Trecho selecionado
+ + + + +
VEXAME EM NY Projeção na lateral do prédio da ONU chama Bolsonaro de “vergonha”. No Empire State Building, menções a “Broxonaro” e “Tchutchuca do Centrão” (Crédito:Divulgação)

Após vestir a faixa presidencial, Jair Bolsonaro levou apenas seis meses para voltar atrás em uma promessa feita ao eleitorado que ansiava pela nova política em 2018 e confessar a ambição pela reeleição. Desde então, o capitão reduziu a máquina pública a um mero aparato para abastecer a própria campanha. Para crescer nas pesquisas, apenas nos últimos meses, cortou impostos de centenas de produtos supérfluos, ampliou o valor de programas sociais, implementou novos benefícios — mesmo sem dinheiro em caixa – e interferiu na Petrobras pela redução dos valores dos combustíveis, quando percebeu que a alta da gasolina e do diesel poderiam lhe custar o mandato. Em busca de um seguro para uma investida antidemocrática, transformou a Esplanada dos Ministérios em palco para extremistas no Sete de Setembro. Na reta final da disputa eleitoral, a postura não seria diferente. Às custas do dinheiro do contribuinte, Bolsonaro fez um roadshow no exterior em uma das últimas apostas para ganhar musculatura na corrida.
+ + + + +
Material fornecido
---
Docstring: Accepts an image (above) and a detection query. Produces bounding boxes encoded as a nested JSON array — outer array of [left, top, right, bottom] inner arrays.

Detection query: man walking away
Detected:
+ + + + +
Tarefas a cumprir
1 > Responda com base no trecho sobre Bolsonaro:
(a) Quantos meses depois de vestir a faixa presidencial Bolsonaro confessou a ambição pela reeleição?
(b) Em que prédio de Nova York, segundo a legenda, apareceram as menções a "Broxonaro" e "Tchutchuca do Centrão"?
(c) Em que data a Esplanada dos Ministérios foi transformada em palco para extremistas?
2 > Dê seguimento ao trecho sobre Bolsonaro a partir da última frase apresentada.
A listagem não é necessária para nada do que se pede aqui.

Respostas
1 >
(a) Seis meses.
(b) No Empire State Building.
(c) No Sete de Setembro.

2 >
Voando nas asas da Força Aérea Brasileira, Bolsonaro aproveitou os convites recebidos na condição de presidente para o funeral da rainha Elizabeth II e o discurso de abertura da Assembleia Geral da ONU e criou brechas para, como candidato, vender a imagem de um líder popular, reforçar a linha ideológica do governo e atacar Lula, lucrando com a exposição midiática. Nas investidas tresloucadas, não apenas cometeu ilícitos eleitorais, como chamuscou ainda mais a imagem do Brasil perante a comunidade internacional. “O presidente é um aproveitador contumaz das facilidades e mordomias do Estado e não se envergonha em fazê-lo em quaisquer circunstâncias, mesmo nas mais inadequadas”, pontua o diplomata Paulo Roberto de Almeida. “Nos dois compromissos internacionais, ele não se privou em fazer campanha, em níveis, inclusive, vulgares. É constrangedor para o Brasil”, completa.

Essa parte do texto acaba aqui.